━━━━━ Reading text ━━━━━

Banjo digs into the details of serviceability of business loans, so you can make better applications for your clients.
Sourcing funding to help your clients’ businesses grow is one of the most important functions that brokers perform, and a critical part is satisfying lenders that your clients can meet their loan commitments without putting their businesses at risk.
For many loan applications, serviceability – and how it impacts the borrower’s cashflow – is a determining factor in getting applications across the line. David Phan, Senior Credit Executive at Banjo Loans, believes that understanding the serviceability position of your clients often goes beyond numbers.
Serviceability from a lender’s perspective
Put simply, serviceability is the borrower’s ability to maintain repayments, as assessed by their cashflow. This is generally determined by looking at their income after considering direct costs, operating expenses and their current debt level.
“For us, serviceability is important because it protects both the client and ourselves,” David Phan says. “Obviously, a client will want to take on debt to take advantage of opportunities for growth that they might otherwise miss out on, but we have to do that in a sustainable manner.”
“Our interest is making sure that the repayments are made on time, so it’s important that serviceability is calculated in a responsible manner.”
Calculating a borrower’s serviceability
Like many lenders, Banjo uses a Debt Service Coverage Ratio (DSCR) matrix. As David points out, though, DSCR approval benchmarks differ between lenders.
DSCR calculations aside, he believes that a broker shouldn’t be afraid to look at where their client’s business is heading, as much as where it’s been — particularly in the aftermath of COVID — when calculating their loan serviceability.
“Historical financial performance has always been leaned on the most, but we understand that not every business we’re going to be seeing has been perfect.”
“What we see varies by industry and what the business does. But, if a business has gone through a tough couple of years with COVID, what I'll be looking for is to understand the main drivers behind that financial performance in those couple of years; what steps have been taken by the client to turn things around, and ultimately, whether they were able to overcome those challenges.”
“If we're okay with that, we’d rely on a forward-looking forecast, as long as it makes sense and as long as it can be verified with supporting documentation [like] contracts, and whether we're comfortable that it's reflective of their new normal.”
Tax obligations are also part of the serviceability equation. With the ATO cracking down on tax debts accrued during COVID, many lenders, Banjo included, are looking more closely at an applicant’s tax position. have tightened their criteria when it comes to an applicant’s tax position.
“A lot of businesses have tax debts that have been building up since 2019, and it looks like the ATO is starting the collection processes,’ David Phan warns. “There's been an increase in the number of Director Penalty Notices being issued and we’re seeing that the ATO are less accommodating when negotiating payment plans. Essentially, they can pull the rug from under a business with little notice.”

━━━━━ Data for analysis ━━━━━

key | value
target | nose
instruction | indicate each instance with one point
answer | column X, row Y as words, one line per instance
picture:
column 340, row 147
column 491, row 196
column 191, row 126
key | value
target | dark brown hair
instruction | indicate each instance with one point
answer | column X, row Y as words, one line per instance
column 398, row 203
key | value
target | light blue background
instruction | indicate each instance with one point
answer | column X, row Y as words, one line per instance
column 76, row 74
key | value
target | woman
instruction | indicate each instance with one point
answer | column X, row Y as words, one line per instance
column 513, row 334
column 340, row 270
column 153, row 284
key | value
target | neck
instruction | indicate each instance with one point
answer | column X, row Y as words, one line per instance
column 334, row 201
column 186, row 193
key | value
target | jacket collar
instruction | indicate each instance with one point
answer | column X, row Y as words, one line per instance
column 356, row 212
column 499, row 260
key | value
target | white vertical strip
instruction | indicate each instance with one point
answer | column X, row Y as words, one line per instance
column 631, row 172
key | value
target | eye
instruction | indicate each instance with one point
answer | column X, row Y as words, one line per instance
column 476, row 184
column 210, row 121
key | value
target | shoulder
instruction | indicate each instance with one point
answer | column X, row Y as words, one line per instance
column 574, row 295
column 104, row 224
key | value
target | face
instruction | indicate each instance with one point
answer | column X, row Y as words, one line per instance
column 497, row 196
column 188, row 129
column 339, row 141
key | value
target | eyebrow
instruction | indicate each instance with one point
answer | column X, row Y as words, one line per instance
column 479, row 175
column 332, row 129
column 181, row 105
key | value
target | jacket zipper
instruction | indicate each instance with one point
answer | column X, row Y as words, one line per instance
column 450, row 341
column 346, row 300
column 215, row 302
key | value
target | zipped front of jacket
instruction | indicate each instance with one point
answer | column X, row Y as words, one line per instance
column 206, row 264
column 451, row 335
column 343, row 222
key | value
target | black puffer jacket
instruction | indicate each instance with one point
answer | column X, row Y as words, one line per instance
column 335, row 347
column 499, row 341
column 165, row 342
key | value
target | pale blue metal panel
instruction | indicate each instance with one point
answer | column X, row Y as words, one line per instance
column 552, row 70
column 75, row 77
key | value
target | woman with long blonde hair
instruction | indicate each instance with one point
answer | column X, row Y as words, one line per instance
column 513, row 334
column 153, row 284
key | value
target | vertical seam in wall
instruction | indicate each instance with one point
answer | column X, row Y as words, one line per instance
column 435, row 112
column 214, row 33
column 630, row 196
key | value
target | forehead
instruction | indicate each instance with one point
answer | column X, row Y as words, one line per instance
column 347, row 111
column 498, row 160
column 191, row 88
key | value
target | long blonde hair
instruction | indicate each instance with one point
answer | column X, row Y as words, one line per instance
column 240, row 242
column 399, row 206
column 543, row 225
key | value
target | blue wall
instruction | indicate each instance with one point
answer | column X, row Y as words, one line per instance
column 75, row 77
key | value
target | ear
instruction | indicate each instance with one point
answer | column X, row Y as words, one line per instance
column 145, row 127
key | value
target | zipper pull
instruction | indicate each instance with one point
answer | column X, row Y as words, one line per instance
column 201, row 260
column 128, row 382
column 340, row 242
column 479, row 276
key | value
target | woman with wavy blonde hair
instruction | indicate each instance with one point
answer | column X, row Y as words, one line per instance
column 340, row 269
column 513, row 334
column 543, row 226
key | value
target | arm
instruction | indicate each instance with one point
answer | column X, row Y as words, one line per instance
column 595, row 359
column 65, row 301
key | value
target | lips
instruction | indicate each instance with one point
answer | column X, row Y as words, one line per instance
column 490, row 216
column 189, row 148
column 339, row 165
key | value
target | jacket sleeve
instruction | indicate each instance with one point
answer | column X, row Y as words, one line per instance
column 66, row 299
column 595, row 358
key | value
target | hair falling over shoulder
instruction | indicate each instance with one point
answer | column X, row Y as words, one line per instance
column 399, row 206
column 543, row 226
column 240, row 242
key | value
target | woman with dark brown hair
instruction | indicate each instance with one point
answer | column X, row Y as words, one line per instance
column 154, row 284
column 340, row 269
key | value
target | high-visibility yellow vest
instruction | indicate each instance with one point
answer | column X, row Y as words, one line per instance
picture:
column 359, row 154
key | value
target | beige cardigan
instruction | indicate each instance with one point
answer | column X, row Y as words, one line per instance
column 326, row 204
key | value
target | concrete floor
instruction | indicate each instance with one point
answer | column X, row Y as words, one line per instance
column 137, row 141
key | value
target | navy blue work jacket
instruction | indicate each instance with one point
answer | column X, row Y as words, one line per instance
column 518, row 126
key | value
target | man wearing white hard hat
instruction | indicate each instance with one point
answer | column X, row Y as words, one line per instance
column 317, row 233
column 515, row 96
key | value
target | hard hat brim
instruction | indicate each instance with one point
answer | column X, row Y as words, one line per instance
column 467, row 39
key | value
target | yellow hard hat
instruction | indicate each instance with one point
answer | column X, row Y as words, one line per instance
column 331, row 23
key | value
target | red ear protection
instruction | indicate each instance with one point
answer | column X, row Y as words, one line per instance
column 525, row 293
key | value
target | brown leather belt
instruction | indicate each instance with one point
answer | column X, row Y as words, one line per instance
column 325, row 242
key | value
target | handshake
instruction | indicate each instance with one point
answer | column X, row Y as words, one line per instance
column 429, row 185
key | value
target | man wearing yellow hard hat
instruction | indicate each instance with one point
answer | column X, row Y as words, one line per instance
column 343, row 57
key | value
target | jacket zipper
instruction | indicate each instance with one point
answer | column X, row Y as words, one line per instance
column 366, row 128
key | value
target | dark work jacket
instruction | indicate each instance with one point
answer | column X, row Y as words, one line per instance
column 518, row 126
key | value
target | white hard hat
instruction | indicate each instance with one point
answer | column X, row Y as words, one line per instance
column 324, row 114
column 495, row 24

━━━━━

> _Exercise_: Write the next few paragraphs of the article on business loan serviceability, picking up after its final sentence.

> _Exercise output_:
“Brokers have to make sure that all their client’s tax lodgements are up-to-date,” he continues, “that GST, PAYG and super payments are made on time, and that, if there are outstanding arrears with the tax office, that they've negotiated a payment plan.”
“For us as the lender, we've got to be comfortable in knowing the ATO is working with them to find a longer term solution to have their debt paid. Knowing the tax position will definitely streamline an application.”
The broker’s role in client serviceability
David Phan’s advice for brokers is plain and simple: it is vital to know your client.
“I find brokers that understand the customer — their past, present and future – paint the picture better for us. As a lender, that gives us some comfort. The more transparency we get with the customer goes a long way.”
Other factors that Banjo looks for are well-diversified income streams (i.e. less dependency on one or two major contracts because, if one falls over, the business will struggle to replace that revenue) and a level of proven agility to meet market fluctuations.
As David says, “Being able to meet current commitments on time goes without saying. Quick access to working capital is important too.”
“We also look at the borrower’s savings position to handle unexpected expenses that come along, like a transport company being able to absorb the cost of a prime mover being off the road if it needed an engine rebuild. Just having that foresight – to be ready for that – and their ability to handle those kinds of challenges, such as global supply chain issues that have made acquiring equipment quite difficult.”
Ask David Phan about the single most important thing a broker should know about serviceability, and he concludes: cash is king.
“Cash is what you need to pay your loan repayments. Debt can be good, but there's also a fine line in taking on too much debt. In a healthy business, you would see some kind of debt, but we don't want borrowers to be over-leveraged and put themselves in distress.”